• SHORT PROBLEM A
Print the part of the state machine hypothesis excerpt that opens with the words "I've turned Steve" and closes with "change of state.", with no changes.

• SOURCE EXTRACT
________________________________________
I've turned Steve Ekwall's "folding key" idea into the "state machine hypothesis", which goes like this:-

	The SMH: each VMS symbol is encoded according to a current state,
	with certain symbols also triggering a change of state.

If the SMH is true, then (at the very least):-
(1) each state should have its own unique statistical profile
(2) that profile should be largely independent of whatever sample you take within it

(Please feel free to suggest better/stronger tests than these!)

Here are some preliminary results from several different state arrangements: note that, to be utterly conservative, my test-bed starts each line in an undefined state, and reverts back to an undefined state whenever it reaches the symbol "c*h". Also: in the following tables, the extra symbols A-F mean:-
A cfh
B ckh
C cph
D cth
E ch
F c*h

The figure in square brackets is the instance count of the highest ranking symbol: and the symbols are sorted according to instance count (most popular first, top 20 only).

(a) Using 8 gallows characters { f, k, p, t, cfh, ckh, cph, cth } as states.
________________________________________
• EXERCISE DATA
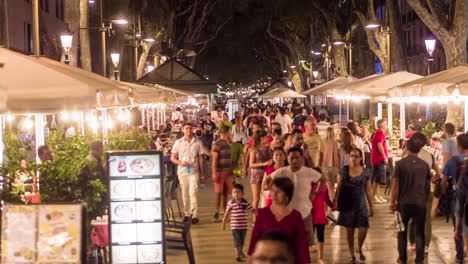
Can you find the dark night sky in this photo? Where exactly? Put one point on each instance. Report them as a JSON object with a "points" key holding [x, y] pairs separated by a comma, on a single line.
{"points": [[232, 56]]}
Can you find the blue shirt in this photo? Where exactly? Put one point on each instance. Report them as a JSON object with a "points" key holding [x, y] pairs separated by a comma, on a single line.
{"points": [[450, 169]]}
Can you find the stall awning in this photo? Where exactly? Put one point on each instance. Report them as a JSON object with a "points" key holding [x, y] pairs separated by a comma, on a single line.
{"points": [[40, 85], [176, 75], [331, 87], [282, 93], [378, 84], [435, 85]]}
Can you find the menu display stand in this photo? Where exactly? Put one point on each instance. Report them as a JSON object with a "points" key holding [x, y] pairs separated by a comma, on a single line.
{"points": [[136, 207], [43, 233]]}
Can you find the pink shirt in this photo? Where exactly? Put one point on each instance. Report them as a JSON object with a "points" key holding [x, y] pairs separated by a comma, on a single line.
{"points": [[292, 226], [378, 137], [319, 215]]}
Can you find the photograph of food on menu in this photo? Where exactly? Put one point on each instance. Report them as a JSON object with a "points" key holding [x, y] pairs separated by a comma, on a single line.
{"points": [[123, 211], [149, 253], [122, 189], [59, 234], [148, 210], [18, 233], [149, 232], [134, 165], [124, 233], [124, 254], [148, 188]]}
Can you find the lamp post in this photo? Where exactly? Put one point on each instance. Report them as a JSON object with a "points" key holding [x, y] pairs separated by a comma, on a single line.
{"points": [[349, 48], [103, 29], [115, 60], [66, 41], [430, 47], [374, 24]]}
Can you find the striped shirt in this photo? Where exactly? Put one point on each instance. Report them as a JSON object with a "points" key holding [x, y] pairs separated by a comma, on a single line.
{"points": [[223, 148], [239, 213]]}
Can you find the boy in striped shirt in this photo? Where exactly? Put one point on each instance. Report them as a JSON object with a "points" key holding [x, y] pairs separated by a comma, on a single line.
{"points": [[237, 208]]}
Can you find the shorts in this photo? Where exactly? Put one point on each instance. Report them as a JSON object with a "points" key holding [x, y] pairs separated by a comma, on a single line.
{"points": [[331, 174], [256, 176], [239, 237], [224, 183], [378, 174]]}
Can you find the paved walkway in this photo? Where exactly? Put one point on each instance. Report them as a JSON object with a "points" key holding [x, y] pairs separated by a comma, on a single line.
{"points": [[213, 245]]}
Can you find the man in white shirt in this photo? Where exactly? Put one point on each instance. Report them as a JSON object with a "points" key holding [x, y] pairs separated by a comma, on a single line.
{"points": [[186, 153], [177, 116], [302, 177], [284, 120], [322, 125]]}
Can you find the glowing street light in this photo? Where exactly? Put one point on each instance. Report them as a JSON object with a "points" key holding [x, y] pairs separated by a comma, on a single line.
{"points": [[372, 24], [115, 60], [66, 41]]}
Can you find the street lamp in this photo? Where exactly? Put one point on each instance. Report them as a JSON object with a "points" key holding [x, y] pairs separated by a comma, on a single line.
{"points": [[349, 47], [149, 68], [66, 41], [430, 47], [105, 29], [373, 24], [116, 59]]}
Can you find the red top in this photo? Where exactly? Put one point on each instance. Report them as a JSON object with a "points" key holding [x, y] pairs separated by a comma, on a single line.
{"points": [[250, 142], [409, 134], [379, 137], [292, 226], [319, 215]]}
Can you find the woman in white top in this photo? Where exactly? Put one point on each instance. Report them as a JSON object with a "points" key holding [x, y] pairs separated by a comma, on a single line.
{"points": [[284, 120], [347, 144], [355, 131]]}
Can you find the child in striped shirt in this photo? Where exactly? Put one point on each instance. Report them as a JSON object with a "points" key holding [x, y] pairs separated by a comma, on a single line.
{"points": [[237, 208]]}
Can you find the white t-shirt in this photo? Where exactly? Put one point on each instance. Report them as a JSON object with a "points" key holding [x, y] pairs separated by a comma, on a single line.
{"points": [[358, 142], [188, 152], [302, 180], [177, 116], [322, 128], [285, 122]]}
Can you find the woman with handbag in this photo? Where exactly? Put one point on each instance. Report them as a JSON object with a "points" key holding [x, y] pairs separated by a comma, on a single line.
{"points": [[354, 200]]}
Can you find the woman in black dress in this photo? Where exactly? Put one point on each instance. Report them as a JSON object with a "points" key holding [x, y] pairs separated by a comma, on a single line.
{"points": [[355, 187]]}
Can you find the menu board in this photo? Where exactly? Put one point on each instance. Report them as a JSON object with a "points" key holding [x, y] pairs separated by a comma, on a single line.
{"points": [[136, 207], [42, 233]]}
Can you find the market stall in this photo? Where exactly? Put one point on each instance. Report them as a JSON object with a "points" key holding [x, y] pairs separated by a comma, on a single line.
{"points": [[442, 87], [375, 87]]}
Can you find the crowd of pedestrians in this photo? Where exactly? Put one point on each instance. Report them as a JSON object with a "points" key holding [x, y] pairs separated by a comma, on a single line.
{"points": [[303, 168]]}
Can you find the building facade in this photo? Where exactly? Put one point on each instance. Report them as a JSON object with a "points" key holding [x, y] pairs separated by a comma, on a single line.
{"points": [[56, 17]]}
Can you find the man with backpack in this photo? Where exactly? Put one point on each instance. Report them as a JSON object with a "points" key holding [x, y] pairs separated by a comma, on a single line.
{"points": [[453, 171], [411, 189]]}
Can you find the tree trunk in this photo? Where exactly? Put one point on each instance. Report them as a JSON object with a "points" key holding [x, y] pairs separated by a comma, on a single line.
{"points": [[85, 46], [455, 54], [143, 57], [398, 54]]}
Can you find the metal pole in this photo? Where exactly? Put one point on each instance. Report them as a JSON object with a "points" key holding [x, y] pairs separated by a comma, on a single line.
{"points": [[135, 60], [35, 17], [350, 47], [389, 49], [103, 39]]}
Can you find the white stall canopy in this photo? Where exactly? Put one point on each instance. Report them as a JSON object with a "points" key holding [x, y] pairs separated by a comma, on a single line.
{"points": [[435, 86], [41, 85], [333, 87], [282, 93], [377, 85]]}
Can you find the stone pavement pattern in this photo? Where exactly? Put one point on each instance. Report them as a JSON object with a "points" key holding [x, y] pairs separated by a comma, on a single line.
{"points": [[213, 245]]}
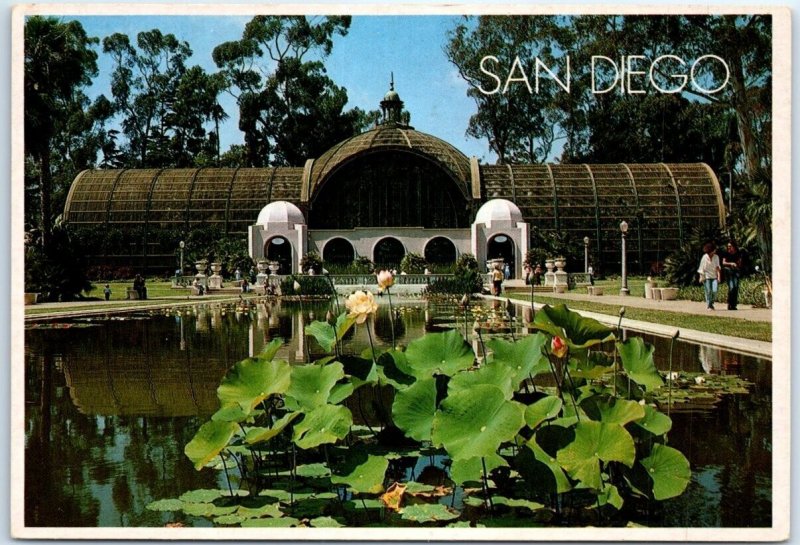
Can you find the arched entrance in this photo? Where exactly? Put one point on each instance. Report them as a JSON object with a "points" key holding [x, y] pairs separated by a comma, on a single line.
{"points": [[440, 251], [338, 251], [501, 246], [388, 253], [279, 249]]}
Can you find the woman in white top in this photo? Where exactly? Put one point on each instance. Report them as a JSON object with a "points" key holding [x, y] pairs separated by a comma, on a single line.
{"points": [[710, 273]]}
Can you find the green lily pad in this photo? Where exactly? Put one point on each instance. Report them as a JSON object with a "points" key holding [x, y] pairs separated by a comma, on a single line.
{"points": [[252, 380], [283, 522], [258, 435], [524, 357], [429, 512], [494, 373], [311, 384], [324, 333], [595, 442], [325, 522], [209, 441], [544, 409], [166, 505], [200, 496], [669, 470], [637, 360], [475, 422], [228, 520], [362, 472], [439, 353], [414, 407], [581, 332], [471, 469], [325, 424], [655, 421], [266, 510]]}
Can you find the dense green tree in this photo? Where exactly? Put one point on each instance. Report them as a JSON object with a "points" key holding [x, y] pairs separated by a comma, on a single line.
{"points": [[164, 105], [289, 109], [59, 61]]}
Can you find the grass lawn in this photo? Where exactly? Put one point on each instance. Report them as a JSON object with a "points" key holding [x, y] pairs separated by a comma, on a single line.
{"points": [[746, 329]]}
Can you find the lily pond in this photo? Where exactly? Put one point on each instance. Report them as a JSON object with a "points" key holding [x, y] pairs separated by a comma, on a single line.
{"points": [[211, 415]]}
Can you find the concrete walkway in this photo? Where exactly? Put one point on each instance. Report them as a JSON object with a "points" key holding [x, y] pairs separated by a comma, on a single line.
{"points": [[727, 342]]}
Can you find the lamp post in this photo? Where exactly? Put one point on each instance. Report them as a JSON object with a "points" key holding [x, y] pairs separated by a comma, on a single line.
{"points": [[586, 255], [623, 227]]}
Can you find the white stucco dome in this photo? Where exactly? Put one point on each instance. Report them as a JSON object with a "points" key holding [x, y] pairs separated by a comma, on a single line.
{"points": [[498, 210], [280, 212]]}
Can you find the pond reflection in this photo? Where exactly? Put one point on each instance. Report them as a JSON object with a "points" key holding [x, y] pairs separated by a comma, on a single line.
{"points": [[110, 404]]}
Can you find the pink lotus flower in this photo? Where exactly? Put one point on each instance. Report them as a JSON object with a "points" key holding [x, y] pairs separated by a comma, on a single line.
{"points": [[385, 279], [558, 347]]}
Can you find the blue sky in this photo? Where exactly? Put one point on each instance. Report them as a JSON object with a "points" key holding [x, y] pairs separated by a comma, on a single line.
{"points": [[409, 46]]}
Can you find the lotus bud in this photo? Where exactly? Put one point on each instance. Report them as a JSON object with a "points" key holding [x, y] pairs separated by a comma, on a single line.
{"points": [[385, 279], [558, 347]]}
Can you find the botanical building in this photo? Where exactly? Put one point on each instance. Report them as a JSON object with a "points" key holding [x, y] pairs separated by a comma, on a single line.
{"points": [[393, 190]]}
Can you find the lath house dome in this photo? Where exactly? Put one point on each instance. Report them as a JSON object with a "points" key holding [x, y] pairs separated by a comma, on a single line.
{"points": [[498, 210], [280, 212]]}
________________________________________
• SHORT PROBLEM B
Count the lines of the listing above that contain the string "lily", treating uppercase and lowercase as different. Give only the number.

• CORRECT RESULT A
I've turned Steve Ekwall's "folding key" idea into the "state machine hypothesis", which goes like this:-

	The SMH: each VMS symbol is encoded according to a current state,
	with certain symbols also triggering a change of state.

• CORRECT RESULT B
2